- [Goal] The records that follow are to be repeated without alteration.
## begin Recorded information
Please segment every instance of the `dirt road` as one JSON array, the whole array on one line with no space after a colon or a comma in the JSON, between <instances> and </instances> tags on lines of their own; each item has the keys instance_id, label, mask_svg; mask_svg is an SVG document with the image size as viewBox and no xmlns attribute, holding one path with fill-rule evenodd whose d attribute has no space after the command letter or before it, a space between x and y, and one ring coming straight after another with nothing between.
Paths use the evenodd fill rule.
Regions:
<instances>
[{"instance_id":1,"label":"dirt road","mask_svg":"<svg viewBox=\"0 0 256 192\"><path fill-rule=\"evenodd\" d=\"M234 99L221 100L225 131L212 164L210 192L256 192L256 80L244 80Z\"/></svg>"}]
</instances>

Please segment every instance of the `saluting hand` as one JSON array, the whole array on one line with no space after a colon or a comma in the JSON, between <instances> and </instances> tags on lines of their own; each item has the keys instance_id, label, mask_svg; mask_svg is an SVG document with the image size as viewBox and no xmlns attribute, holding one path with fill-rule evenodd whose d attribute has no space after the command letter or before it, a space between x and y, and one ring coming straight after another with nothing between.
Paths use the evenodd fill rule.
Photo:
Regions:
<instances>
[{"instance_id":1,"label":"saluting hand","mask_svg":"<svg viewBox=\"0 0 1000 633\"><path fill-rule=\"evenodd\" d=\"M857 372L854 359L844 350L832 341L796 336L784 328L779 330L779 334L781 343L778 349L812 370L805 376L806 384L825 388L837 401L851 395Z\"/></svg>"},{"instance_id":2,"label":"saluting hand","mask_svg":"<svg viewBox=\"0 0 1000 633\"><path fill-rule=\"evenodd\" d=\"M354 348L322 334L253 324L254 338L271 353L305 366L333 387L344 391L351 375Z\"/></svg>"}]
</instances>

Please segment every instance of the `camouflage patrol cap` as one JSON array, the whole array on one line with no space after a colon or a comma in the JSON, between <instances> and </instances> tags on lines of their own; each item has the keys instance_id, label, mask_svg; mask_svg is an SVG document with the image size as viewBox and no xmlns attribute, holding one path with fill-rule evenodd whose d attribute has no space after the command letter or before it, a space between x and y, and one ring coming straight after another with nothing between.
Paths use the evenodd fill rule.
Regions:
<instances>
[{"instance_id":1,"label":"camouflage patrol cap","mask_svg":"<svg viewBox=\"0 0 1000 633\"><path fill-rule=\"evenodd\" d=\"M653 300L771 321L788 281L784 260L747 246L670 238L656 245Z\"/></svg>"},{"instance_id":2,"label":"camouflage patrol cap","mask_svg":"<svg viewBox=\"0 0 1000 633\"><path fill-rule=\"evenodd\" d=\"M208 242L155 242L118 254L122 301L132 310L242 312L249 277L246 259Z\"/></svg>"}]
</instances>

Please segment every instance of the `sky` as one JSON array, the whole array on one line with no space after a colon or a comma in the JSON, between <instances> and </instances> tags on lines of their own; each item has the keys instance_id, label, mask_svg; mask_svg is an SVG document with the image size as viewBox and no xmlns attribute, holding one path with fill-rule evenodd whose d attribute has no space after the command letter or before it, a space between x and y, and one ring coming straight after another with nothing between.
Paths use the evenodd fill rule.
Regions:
## end Recorded information
- [Answer to the task]
Please segment every instance of the `dirt road` as one JSON array, the whole array on one line with no space after a colon or a comma in the JSON, between <instances> and </instances> tags on lines of their own; each item has the keys instance_id, label, mask_svg; mask_svg is an SVG document with the image size as viewBox and no xmlns attribute, holding one path with fill-rule evenodd whose d attribute has no space after the command letter or before it, a space between x and y, and one ring coming straight after another with nothing between.
Paths use the evenodd fill rule.
Regions:
<instances>
[{"instance_id":1,"label":"dirt road","mask_svg":"<svg viewBox=\"0 0 256 192\"><path fill-rule=\"evenodd\" d=\"M234 99L221 100L225 131L212 164L210 192L256 192L256 80L244 80Z\"/></svg>"}]
</instances>

Please segment every instance of the `saluting hand` as one JSON array, the whole array on one line with no space after a colon or a comma in the JSON, between <instances> and </instances> tags on lines of their own; each item has the keys instance_id, label, mask_svg; mask_svg is an SVG document with the image size as viewBox and no xmlns attribute, holding one path with fill-rule evenodd whose d attribute has no space after the command letter or before it, a space between x and y, and one ring coming straight after another with nothing between.
Paths use the evenodd fill rule.
Photo:
Regions:
<instances>
[{"instance_id":1,"label":"saluting hand","mask_svg":"<svg viewBox=\"0 0 1000 633\"><path fill-rule=\"evenodd\" d=\"M857 372L854 359L844 350L832 341L796 336L784 328L779 330L779 334L781 343L778 349L812 370L805 376L806 384L825 388L837 401L851 395Z\"/></svg>"},{"instance_id":2,"label":"saluting hand","mask_svg":"<svg viewBox=\"0 0 1000 633\"><path fill-rule=\"evenodd\" d=\"M354 348L322 334L253 324L254 338L271 353L305 366L333 387L344 391L351 375Z\"/></svg>"}]
</instances>

Please segment every instance of the `camouflage patrol cap` as one JSON array, the whole array on one line with no space after a colon or a comma in the JSON, between <instances> and </instances> tags on lines of their own; each item has the keys instance_id, label, mask_svg; mask_svg is an SVG document with the image size as viewBox and no xmlns attribute, holding one path with fill-rule evenodd whose d attribute has no space after the command letter or before it, a space between x and y, and one ring coming straight after another with nothing between.
Paths use the evenodd fill rule.
Regions:
<instances>
[{"instance_id":1,"label":"camouflage patrol cap","mask_svg":"<svg viewBox=\"0 0 1000 633\"><path fill-rule=\"evenodd\" d=\"M653 300L771 321L788 281L784 260L747 246L670 238L656 245Z\"/></svg>"},{"instance_id":2,"label":"camouflage patrol cap","mask_svg":"<svg viewBox=\"0 0 1000 633\"><path fill-rule=\"evenodd\" d=\"M208 242L155 242L118 254L122 301L132 310L242 312L249 277L246 259Z\"/></svg>"}]
</instances>

Please segment every instance of the `sky` as one JSON array, the whole array on one line with no space after a colon or a comma in the JSON, between <instances> and </instances> tags on lines of their own; each item has the keys instance_id, label, mask_svg; mask_svg is an SVG document with the image size as viewBox and no xmlns attribute, holding one path with fill-rule evenodd whose d attribute has no space after the command letter or before it, a space between x and y, and one ring coming straight after another with nothing between.
Paths use the evenodd fill rule.
Regions:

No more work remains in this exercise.